- _What you should do_:
Would you please return all of the entries below exactly as shown?

--- Dataset records Enclosed Below ---

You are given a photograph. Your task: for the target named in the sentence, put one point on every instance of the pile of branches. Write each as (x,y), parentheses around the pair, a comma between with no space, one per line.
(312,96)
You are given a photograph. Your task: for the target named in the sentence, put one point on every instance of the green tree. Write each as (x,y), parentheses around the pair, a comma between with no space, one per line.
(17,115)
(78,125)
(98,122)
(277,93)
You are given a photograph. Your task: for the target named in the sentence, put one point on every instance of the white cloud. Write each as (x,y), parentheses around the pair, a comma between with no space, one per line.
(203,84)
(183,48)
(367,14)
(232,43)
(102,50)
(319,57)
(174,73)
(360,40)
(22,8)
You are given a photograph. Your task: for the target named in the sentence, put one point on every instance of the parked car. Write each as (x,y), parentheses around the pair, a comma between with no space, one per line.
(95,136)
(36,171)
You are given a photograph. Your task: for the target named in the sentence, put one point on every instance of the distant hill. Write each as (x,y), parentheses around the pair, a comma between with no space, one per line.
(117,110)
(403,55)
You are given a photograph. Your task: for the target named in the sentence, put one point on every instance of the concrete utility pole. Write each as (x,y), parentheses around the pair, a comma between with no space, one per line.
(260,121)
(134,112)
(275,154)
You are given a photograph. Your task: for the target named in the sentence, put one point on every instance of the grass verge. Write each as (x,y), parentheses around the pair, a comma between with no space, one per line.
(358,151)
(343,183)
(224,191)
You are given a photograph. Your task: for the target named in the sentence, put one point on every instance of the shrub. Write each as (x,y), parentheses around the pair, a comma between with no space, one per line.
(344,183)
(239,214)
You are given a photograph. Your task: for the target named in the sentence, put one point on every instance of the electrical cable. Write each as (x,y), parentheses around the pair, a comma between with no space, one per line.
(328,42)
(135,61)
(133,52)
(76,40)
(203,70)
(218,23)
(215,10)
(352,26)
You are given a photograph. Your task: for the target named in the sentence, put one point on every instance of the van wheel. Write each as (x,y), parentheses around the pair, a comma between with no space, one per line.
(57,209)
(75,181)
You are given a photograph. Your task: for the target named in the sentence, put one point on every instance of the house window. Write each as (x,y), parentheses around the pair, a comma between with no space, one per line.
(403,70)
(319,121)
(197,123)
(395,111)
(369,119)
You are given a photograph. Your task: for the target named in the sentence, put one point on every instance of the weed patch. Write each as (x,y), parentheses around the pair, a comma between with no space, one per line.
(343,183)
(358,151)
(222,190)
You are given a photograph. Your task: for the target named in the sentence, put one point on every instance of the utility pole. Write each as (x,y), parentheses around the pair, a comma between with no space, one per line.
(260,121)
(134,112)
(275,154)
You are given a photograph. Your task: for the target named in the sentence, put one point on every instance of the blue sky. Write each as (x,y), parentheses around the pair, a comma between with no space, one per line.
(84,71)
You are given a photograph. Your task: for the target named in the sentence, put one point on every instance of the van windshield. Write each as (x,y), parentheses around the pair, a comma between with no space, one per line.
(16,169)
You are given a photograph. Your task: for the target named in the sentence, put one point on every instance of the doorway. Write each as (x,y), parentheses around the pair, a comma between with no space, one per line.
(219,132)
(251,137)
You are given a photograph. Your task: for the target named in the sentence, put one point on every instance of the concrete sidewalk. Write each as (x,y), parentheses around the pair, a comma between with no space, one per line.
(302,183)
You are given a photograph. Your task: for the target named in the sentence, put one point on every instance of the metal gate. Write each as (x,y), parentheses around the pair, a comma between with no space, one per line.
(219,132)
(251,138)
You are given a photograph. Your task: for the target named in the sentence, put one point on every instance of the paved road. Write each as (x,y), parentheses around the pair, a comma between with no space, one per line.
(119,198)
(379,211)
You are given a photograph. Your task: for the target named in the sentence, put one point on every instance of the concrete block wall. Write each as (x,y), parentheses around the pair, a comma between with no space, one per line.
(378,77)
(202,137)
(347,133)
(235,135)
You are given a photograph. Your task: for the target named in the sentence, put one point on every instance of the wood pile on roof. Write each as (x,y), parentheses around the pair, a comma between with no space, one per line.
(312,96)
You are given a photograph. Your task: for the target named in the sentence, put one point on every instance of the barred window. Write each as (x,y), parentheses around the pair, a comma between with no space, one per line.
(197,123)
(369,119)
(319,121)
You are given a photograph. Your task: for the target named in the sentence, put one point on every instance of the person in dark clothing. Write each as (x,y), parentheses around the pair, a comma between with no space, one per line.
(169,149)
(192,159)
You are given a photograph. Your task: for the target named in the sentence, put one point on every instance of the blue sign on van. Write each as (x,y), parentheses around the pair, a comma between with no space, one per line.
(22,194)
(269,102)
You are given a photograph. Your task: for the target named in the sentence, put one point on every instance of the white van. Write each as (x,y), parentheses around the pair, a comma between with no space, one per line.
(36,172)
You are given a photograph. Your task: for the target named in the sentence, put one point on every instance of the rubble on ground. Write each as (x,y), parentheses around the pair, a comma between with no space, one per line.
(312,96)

--- End of Enclosed Dataset records ---

- _Response to this task_:
You are given a photograph. Your task: for the target named in the sentence, put one point on every instance of the pile of branches. Write each as (x,y), parentheses around the pair, a comma between with no space, one per line.
(312,96)
You are given a photograph. Your task: for the target named in the sentence, put one point on every instance of the green tree. Write each as (x,y), parentheses around the pair, a comma between with no space, one per line.
(17,115)
(78,125)
(98,122)
(277,93)
You are given a photograph. Your task: for the target named in the sentence, put one point on every instance of the white cloud. Write each as (x,y), parentheses around the pair, a comma between with no space, one per line.
(203,84)
(183,48)
(367,14)
(232,43)
(102,50)
(319,57)
(174,73)
(360,40)
(22,8)
You are given a photograph. Your task: for the target named in the sentence, put one point on every instance of the parked car. Write each as (x,y), parentheses around the pair, a comma between with no space, one per line.
(95,136)
(36,171)
You are given a photograph. Your task: for the target named in the sentence, put one point on every instance of the distant hill. Write each as (x,y), parentheses around the pair, a comma between with no space, one per line.
(117,110)
(403,55)
You are given a photograph. Your task: for the target named in the sentence, put one point on every instance of the concrete utility pole. Write each as (x,y), parentheses around the pair, a comma between with no space, one per line.
(260,121)
(134,112)
(275,154)
You are given a photograph. Your task: for the target named in the sentence, put one point on every instance of the grass verge. Write each as (x,y), parentheses around the pair, a comma between with no space, one per line.
(358,151)
(343,183)
(224,191)
You are given a photograph. Your task: for the target named in the sentence, put one point on every instance of the shrub. Write each as (x,y), parentheses around the pair, a comma between with no space, one per line.
(344,183)
(239,214)
You are given a photograph. Your task: for the target named in the sentence, put one point on every instance of the electrical cable. Write each as (x,y), parentheses around the pair, a comma between with no space, one per line.
(328,42)
(135,61)
(133,52)
(76,40)
(203,70)
(218,23)
(215,10)
(352,26)
You are given a photograph. Your task: for the target named in the sentence, put one point on every instance of the van wheel. Write each as (x,y), parentheses around the pair, a comma between with no space, one per line.
(57,209)
(75,181)
You are given a photograph. Your task: for the target named in the sentence, put one point on every instance of the house window. Write each as (x,y), parentheses around the pair, a comma between with no space, one per line.
(403,70)
(319,121)
(197,123)
(395,111)
(369,119)
You are given a photograph. Your task: for the target named in the sentence, put one point on every instance of the weed patch. Write each as (x,y), parentheses around the pair, a comma between with no space, one per line.
(343,183)
(358,151)
(222,190)
You are given a photograph. Your task: for the target named in the sentence, put one point on every instance of the utility pole. Write each as (x,y), parentheses around the pair, a comma between with no space, one per line.
(260,121)
(134,112)
(275,154)
You are given a photograph. Your task: for the target named in the sentence, put one point on every instance of the blue sky. Write each as (x,y), parentheses around the pair, a comma between with no space, one per line.
(84,71)
You are given a photograph. Your task: for the target named in the sentence, put one point on every instance of the van windshield. Write each as (x,y), parentheses around the pair, a comma between with no space, one per line.
(16,169)
You are given a photograph. Your task: for the target named in the sentence, put one point on every instance of the doorway. Write each as (x,y), parentheses around the pair, a comma between with no space, one per line.
(219,132)
(251,137)
You are given a photograph. Your task: for the target named in the sentence, put one point on every instance of the concrete sidewalk. Write each as (x,y), parentheses around the pair, a comma between with no space, one per line.
(302,183)
You are given a photograph. Your task: for the target named in the sentence, put one point on every instance of the metal gate. Write each as (x,y), parentheses around the pair, a comma between with no space, one per line.
(219,132)
(251,138)
You are given a photograph. Your task: for the target named in the sentence, put one point on every instance of the paved road. Write each as (x,y), parentheses around the pair, a comma between with no space, one per line.
(119,198)
(379,211)
You are given a photograph. Your task: for the target named in the sentence, put one point on every instance of the concrete block wall. Write each as (x,y), parentheses around the pair, a comma between with no space, one per line.
(378,77)
(202,137)
(347,133)
(235,135)
You are given a photograph. Your task: for the target named in the sentence, put one point on every instance of the wood pile on roof. Write each as (x,y), parentheses around the pair, a comma between with no space, one per line.
(312,96)
You are given a photograph. Your task: for the target named in the sentence, put one point on every instance of the barred window. Write each as (x,y), parentheses around the pair, a comma between with no space, one per line.
(197,123)
(369,119)
(319,121)
You are given a photograph. Your task: for the target named in the sentence, put one point on every instance of the person in dark clothing. Write each as (x,y), parentheses around the pair, a comma between with no space, one per line.
(169,149)
(192,159)
You are given a photograph. Your task: for the target named in the sentence, put one point on every instance of the blue sign on van. Write each as (x,y), parentheses around the pair, a comma between with no space, one per line.
(22,194)
(269,102)
You are given a photograph. Your task: for the target named in the sentence, put one point on every instance of the white van. Write each as (x,y), parentheses around the pair, a comma between with no space, one per line.
(36,172)
You are given a photograph. Your task: for the target named in the sentence, put one point on every instance of the rubble on ground. Write each as (x,y), parentheses around the pair, a comma between with no space, one per line.
(312,96)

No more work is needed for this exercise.